***** RECORDS FOR THE TASK *****

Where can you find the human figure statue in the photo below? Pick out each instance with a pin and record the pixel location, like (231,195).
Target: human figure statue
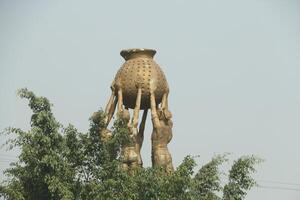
(130,153)
(162,131)
(105,133)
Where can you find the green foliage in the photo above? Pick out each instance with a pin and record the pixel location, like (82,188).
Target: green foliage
(59,162)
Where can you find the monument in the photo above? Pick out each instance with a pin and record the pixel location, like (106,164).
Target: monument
(140,84)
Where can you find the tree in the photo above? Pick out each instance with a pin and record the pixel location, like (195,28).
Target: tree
(59,162)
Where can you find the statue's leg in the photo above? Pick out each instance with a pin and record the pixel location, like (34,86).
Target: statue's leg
(140,136)
(135,129)
(110,109)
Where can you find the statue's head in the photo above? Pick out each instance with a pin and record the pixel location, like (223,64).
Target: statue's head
(164,114)
(125,115)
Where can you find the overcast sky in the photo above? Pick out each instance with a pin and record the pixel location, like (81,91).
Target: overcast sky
(233,68)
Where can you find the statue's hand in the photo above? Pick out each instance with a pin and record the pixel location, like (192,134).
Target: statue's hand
(138,83)
(118,83)
(113,86)
(153,85)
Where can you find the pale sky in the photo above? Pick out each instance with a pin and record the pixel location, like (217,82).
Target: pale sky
(233,68)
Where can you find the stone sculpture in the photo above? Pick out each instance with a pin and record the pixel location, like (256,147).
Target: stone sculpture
(140,84)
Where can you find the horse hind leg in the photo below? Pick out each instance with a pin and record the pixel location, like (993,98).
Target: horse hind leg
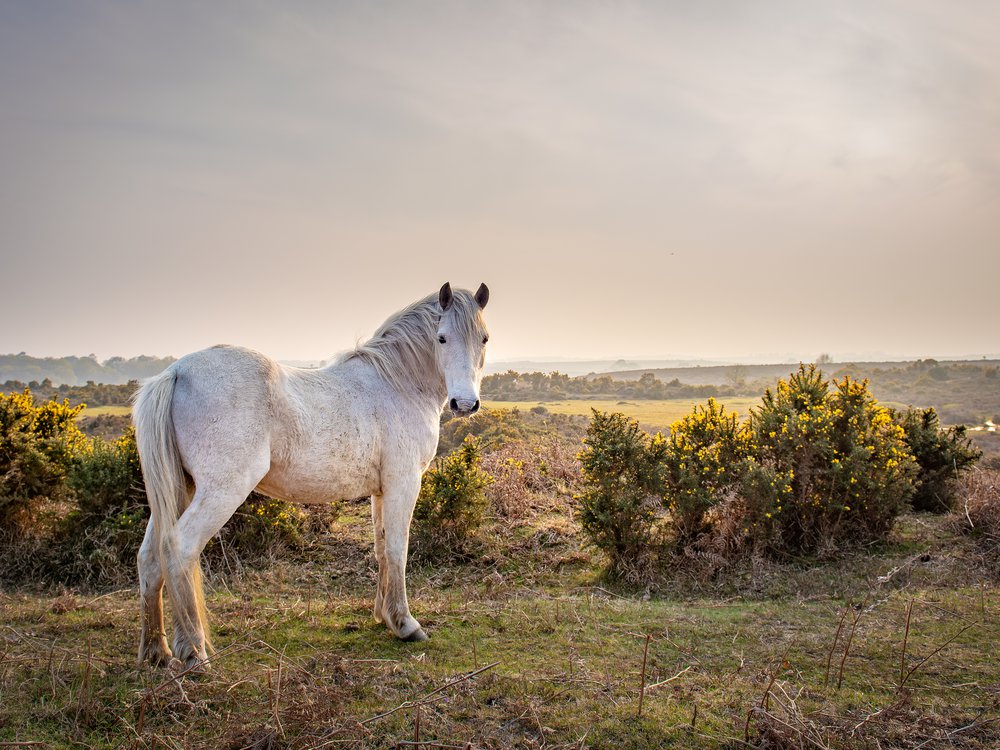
(203,519)
(153,646)
(379,530)
(397,512)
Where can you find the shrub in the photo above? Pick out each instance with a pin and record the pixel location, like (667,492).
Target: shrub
(37,445)
(452,501)
(528,475)
(100,537)
(825,467)
(621,476)
(702,463)
(263,527)
(106,476)
(942,454)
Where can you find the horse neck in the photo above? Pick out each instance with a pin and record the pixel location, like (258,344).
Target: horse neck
(428,386)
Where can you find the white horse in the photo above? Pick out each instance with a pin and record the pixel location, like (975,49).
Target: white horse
(220,422)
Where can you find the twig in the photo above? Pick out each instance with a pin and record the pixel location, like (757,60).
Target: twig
(906,636)
(847,648)
(642,682)
(426,699)
(923,661)
(833,646)
(671,679)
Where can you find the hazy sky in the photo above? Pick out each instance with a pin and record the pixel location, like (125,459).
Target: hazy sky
(715,179)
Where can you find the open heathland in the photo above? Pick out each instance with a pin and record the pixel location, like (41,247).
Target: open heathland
(531,647)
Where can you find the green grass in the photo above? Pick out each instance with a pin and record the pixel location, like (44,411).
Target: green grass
(651,414)
(300,662)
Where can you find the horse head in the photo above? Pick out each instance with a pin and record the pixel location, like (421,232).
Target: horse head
(461,349)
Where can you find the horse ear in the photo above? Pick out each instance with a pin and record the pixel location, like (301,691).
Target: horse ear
(482,296)
(445,296)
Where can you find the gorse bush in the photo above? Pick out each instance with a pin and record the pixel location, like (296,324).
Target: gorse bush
(621,487)
(702,463)
(818,465)
(106,476)
(452,500)
(942,454)
(101,535)
(37,445)
(825,466)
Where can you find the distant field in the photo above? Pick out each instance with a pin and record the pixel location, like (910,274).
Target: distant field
(97,411)
(655,414)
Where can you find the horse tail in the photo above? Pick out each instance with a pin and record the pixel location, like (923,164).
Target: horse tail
(168,496)
(162,471)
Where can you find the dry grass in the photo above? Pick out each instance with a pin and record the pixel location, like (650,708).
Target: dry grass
(531,648)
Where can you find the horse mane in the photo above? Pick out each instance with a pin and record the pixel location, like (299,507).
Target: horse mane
(403,347)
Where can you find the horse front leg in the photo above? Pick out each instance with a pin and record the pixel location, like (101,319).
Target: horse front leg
(397,509)
(153,646)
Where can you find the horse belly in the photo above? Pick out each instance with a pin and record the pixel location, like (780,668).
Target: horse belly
(321,477)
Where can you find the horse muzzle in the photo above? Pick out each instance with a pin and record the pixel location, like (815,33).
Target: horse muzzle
(464,407)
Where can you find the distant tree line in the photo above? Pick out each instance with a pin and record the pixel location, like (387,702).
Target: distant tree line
(91,394)
(540,386)
(79,370)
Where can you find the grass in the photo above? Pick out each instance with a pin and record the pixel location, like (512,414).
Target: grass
(749,656)
(651,414)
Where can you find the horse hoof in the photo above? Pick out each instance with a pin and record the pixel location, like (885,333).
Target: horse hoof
(190,666)
(155,655)
(417,636)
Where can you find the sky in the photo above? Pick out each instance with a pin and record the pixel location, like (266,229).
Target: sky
(743,180)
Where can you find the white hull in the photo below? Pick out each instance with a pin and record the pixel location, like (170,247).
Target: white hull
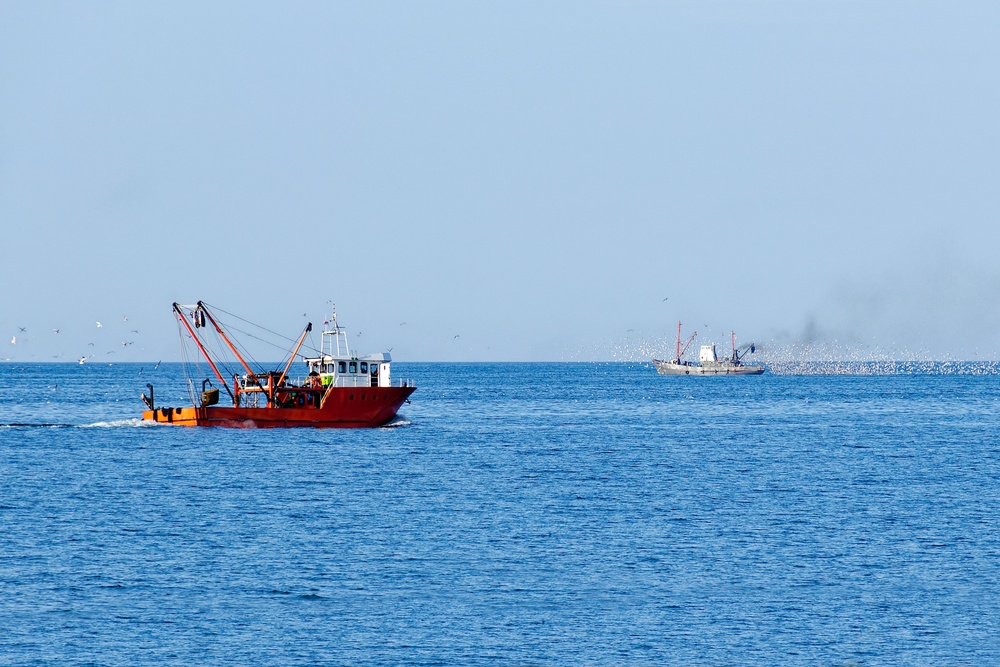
(716,368)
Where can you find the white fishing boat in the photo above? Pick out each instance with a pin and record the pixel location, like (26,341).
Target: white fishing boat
(708,360)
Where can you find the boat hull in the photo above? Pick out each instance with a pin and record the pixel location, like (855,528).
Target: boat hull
(345,407)
(721,368)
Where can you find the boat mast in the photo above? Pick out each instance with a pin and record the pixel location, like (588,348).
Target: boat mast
(197,341)
(294,352)
(224,337)
(336,332)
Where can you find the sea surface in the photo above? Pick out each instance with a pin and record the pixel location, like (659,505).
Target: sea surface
(515,514)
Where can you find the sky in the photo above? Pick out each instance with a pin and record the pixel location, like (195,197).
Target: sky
(516,181)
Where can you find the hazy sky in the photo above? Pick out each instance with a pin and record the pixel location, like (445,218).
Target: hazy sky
(533,177)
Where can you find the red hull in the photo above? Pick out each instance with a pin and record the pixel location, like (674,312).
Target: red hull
(345,407)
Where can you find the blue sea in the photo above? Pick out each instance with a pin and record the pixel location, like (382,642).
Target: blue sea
(514,514)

*****

▶ TASK TO COMPLETE
This calls for each record above to be set down exactly, with the images skipped.

▶ RESPONSE TO THIS EXERCISE
Where can you find the human figure statue in the photo below? Pick out each instance with a pin and record the pixel location, like (231,195).
Target: human figure statue
(130,153)
(162,131)
(105,133)
Where can you find the green foliage in the photo above? Pick out each instance with a pin and record the pixel location, like (82,188).
Target: green foliage
(59,162)
Where can you find the monument in the photo above? Pick out each instance with a pin and record the pixel location, like (106,164).
Target: monument
(140,84)
Where can you find the tree in the photo above? Pick out each instance with a pin and record the pixel location, like (195,28).
Target: tree
(59,162)
Where can you find the statue's leg in the photo above? Pick out each instance with a pin and record the pixel location, like (34,86).
Target: statue's leg
(140,136)
(135,129)
(110,109)
Where can you find the statue's head in the photo above? Pick out each instance with a pin and record the pixel location, like (223,64).
Target: statue's head
(164,114)
(125,115)
Where can you find the overcast sky in the photo above? Pick out each instance with a pin and record the pixel location, like (81,91).
Target: overcast sky
(233,68)
Where can you find the statue's hand in the photo above? Pick out each instance with a pin and record the pixel location, like (192,134).
Target: statue's hand
(138,83)
(118,83)
(113,86)
(153,85)
Where can you find the pale sky in the photo above? Pick out each instance with a pin and record the pixel location, like (217,82).
Target: pale sky
(233,68)
Where can you find the stone sculpture in the photo above? Pick out each instance with a pin and record the pixel location, like (256,147).
Target: stone sculpture
(140,84)
Where can you find the horse hind leg in the photo below? Pick out each instance with a pin and record the pixel location, like (993,98).
Target: horse hind leg
(203,519)
(153,646)
(379,530)
(397,512)
Where can you find the shrub in the photo above? Pick out each instance with a pin and record the pixel location, like (667,492).
Target: shrub
(37,445)
(452,501)
(528,475)
(100,537)
(825,467)
(621,476)
(702,463)
(263,527)
(106,476)
(942,454)
Where can you find the horse neck in the photo above? Pick out each instance with a pin and record the pixel location, like (258,344).
Target: horse neck
(428,386)
Where can you find the white horse in the photo above? Pick out each instance with a pin and record the pixel location, like (975,49).
Target: white horse
(220,422)
Where can you find the twig in the photo above? Pick out each instance with a pin and record the pixel location, like (757,60).
Target: twig
(906,636)
(847,648)
(642,682)
(426,699)
(923,661)
(833,646)
(671,679)
Where can you find the hazy sky in the photo above? Pick out each instance with a pin and record the pixel location, like (125,459).
Target: hazy sky
(715,179)
Where can you find the open heathland in the photo above? Pick out each instance with a pin and record the pixel location, like (41,247).
Target: open heathland
(531,647)
Where can you find the green grass in the photo above? Pick out each instance with a pin and record the pixel location, like (44,411).
Target: green grass
(651,414)
(300,662)
Where can you find the horse head in the photo above? Pick out each instance with a pin and record the pixel location, like (421,232).
Target: horse head
(461,349)
Where can you find the horse ear in the photo above? Pick out each instance with a pin and record the pixel location, like (301,691).
Target: horse ear
(482,296)
(445,296)
Where can you find the gorse bush in the photo above? Pick out each instance with a pin and record the pixel location, like (296,324).
Target: gorse bush
(621,487)
(702,463)
(818,465)
(106,476)
(452,500)
(942,454)
(101,535)
(37,445)
(825,466)
Where can you find the distant field in the photo above? Pick out each instance with a pin and record the pixel location, like (910,274).
Target: distant field
(97,411)
(655,414)
Where can you find the horse tail in the photo above? Pick out each instance with a pin and record the pixel location, like (923,164).
Target: horse tail
(168,496)
(162,471)
Where can you find the dry grass in the photo above? Pick out each instance with a pin and record the pixel location, like (650,708).
Target: dry grass
(531,648)
Where can you find the horse mane in the photo above? Pick out each instance with a pin and record the pixel location, like (299,507).
Target: horse mane
(403,347)
Where can you find the horse front leg in the photo above? Pick out each instance with a pin and record the pixel location, like (101,319).
Target: horse front leg
(397,509)
(153,646)
Where can you find the horse belly in the photo above? Pick out each instance with a pin and record the pixel location, like (780,668).
Target: horse belly
(321,477)
Where can you find the horse muzzle in the photo above? Pick out each instance with a pin and record the pixel location, like (815,33).
Target: horse muzzle
(464,407)
Where can you find the distant tree line in the photo above? Pick out each instance with a pin and record the pixel location, like (387,702).
Target: distant tree line
(91,394)
(540,386)
(79,370)
Where can you find the grass in the photo above? Pick out each instance with a pin and record the pixel location, like (512,414).
Target: grass
(749,656)
(651,414)
Where can you find the horse hoof in the photo above? Pick out each instance with a pin and record the pixel location, like (885,333).
Target: horse hoof
(190,666)
(155,655)
(417,636)
Where can you find the sky in the photo above? Pick out each instance with a pin and record the pixel location, like (266,229).
Target: sky
(743,180)
Where can you find the white hull in the photo below? Pick out each instance with a pin and record the pixel location, like (170,247).
Target: white hull
(716,368)
Where can you find the white fishing boat in the photo above? Pick out each instance with a pin and record the pixel location, like (26,341).
Target: white fishing boat
(708,360)
Where can you find the boat hull in the photo above? Pick out each instance with a pin and record the pixel location, like (855,528).
Target: boat hull
(345,407)
(721,368)
Where can you find the boat mast in the photo above? Pick out each instance with a pin and record the pixel location, like (588,348).
Target: boat mast
(197,341)
(294,352)
(224,337)
(336,332)
Where can you find the sea surface in the photo above? Pick out each instance with a pin and record the pixel location, like (659,505).
Target: sea surface
(515,514)
Where can you find the sky in the photo above? Pick out each instance with a pin and record the pixel location, like (195,197).
Target: sky
(516,181)
Where can you find the hazy sky in the photo above? Pick out each instance with a pin and record the pixel location, like (445,218).
Target: hazy sky
(533,177)
Where can you find the red hull in the photo above? Pick out each instance with a pin and record the pixel location, like (674,312).
Target: red hull
(345,407)
Where can you find the blue sea in the photo above? Pick out each instance with a pin and record the pixel location, like (382,642).
Target: blue sea
(514,514)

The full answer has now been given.